Extracted data entries
★ ★ ★ ★ ★ ★ ★
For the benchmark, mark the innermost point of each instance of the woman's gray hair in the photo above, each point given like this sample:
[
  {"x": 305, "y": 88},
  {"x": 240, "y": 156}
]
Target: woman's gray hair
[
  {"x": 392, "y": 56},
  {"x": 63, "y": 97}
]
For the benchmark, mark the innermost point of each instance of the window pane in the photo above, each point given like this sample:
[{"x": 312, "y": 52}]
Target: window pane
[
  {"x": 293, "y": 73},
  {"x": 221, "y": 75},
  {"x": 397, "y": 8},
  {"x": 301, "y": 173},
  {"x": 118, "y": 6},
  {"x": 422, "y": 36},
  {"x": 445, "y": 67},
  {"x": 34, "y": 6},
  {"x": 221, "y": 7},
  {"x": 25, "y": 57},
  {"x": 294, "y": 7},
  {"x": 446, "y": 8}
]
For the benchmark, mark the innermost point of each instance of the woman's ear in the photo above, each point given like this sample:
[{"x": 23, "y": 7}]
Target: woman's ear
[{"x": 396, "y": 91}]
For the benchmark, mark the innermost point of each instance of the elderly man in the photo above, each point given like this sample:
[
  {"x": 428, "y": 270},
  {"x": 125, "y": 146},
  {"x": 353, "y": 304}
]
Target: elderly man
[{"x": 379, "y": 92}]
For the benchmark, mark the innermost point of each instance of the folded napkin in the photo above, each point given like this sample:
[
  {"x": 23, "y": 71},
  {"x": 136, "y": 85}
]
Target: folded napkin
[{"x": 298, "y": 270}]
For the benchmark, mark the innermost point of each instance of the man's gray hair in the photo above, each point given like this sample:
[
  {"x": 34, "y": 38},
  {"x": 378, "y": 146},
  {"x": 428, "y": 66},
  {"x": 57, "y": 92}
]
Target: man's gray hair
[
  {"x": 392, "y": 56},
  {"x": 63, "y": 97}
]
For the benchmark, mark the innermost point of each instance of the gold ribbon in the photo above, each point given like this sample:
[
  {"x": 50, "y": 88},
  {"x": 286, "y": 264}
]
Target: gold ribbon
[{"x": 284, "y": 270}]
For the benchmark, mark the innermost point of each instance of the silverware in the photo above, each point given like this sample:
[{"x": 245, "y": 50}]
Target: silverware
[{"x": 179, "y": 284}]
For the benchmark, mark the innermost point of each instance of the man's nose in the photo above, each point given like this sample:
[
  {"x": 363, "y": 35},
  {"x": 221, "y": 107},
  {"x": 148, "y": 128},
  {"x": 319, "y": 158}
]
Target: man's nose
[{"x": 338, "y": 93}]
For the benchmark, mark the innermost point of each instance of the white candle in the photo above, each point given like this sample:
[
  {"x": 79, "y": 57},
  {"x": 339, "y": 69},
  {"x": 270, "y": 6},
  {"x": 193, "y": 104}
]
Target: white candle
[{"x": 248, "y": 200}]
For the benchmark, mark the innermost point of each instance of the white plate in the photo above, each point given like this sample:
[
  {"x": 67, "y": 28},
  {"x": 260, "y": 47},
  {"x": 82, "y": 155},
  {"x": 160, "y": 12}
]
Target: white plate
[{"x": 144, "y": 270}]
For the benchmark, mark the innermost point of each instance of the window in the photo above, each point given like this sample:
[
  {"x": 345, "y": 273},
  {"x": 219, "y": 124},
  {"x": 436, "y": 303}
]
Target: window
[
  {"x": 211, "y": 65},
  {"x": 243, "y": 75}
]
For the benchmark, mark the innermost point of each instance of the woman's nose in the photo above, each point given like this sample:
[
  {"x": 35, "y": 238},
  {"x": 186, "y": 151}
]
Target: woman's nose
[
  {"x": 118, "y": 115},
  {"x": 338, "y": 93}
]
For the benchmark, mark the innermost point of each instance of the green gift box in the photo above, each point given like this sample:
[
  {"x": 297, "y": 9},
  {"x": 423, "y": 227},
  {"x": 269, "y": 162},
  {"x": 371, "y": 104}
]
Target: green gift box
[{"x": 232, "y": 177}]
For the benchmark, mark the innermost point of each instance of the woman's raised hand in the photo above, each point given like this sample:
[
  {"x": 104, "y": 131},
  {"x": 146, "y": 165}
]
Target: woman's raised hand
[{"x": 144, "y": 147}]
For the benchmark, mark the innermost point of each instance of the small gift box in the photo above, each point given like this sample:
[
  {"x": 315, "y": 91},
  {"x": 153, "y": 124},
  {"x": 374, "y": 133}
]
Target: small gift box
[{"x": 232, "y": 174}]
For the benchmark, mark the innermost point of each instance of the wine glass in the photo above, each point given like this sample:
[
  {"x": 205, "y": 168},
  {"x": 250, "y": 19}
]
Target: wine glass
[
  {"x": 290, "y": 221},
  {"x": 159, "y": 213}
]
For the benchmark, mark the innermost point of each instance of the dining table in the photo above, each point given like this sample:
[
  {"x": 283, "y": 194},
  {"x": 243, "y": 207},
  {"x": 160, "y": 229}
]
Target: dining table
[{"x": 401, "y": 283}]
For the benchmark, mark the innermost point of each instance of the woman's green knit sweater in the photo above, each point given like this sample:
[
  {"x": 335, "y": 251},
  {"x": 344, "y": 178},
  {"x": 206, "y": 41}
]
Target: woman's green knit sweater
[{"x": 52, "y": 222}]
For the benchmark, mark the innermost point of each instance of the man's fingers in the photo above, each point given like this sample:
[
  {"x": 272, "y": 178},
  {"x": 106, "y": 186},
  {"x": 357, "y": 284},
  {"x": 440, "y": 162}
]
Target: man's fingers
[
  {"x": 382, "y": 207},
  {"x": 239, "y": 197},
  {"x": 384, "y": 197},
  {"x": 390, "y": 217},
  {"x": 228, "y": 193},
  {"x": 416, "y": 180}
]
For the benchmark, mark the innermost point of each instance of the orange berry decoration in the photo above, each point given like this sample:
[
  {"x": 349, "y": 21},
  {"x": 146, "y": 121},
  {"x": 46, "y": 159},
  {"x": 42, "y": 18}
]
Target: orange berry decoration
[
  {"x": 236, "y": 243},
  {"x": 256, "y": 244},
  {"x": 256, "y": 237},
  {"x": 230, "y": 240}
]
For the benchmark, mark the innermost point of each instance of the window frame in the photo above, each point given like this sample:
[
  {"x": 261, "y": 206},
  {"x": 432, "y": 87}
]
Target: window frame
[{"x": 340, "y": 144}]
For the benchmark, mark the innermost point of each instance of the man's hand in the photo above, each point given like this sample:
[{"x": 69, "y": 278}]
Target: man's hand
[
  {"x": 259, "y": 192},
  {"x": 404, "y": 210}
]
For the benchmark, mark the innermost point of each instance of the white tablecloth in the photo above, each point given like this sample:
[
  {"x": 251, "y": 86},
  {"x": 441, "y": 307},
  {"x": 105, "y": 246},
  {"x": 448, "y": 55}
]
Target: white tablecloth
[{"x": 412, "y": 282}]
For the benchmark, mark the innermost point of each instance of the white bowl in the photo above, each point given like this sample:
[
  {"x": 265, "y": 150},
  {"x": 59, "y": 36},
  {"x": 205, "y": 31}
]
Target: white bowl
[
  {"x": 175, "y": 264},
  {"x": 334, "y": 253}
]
★ ★ ★ ★ ★ ★ ★
**Challenge:** Reproduce every line of the items, from the line with "the white bowl" through the end of the items, both ends included. In the answers only, multiply each x and y coordinate by 2.45 and round to whole numbers, halves up. Leave the requests and their format samples unchanged.

**Answer to this exercise:**
For the benchmark, mark the innermost point of each instance of the white bowl in the photo above, each point given like this sample:
[
  {"x": 265, "y": 150},
  {"x": 59, "y": 36},
  {"x": 205, "y": 31}
]
Target: white bowl
[
  {"x": 429, "y": 647},
  {"x": 818, "y": 620}
]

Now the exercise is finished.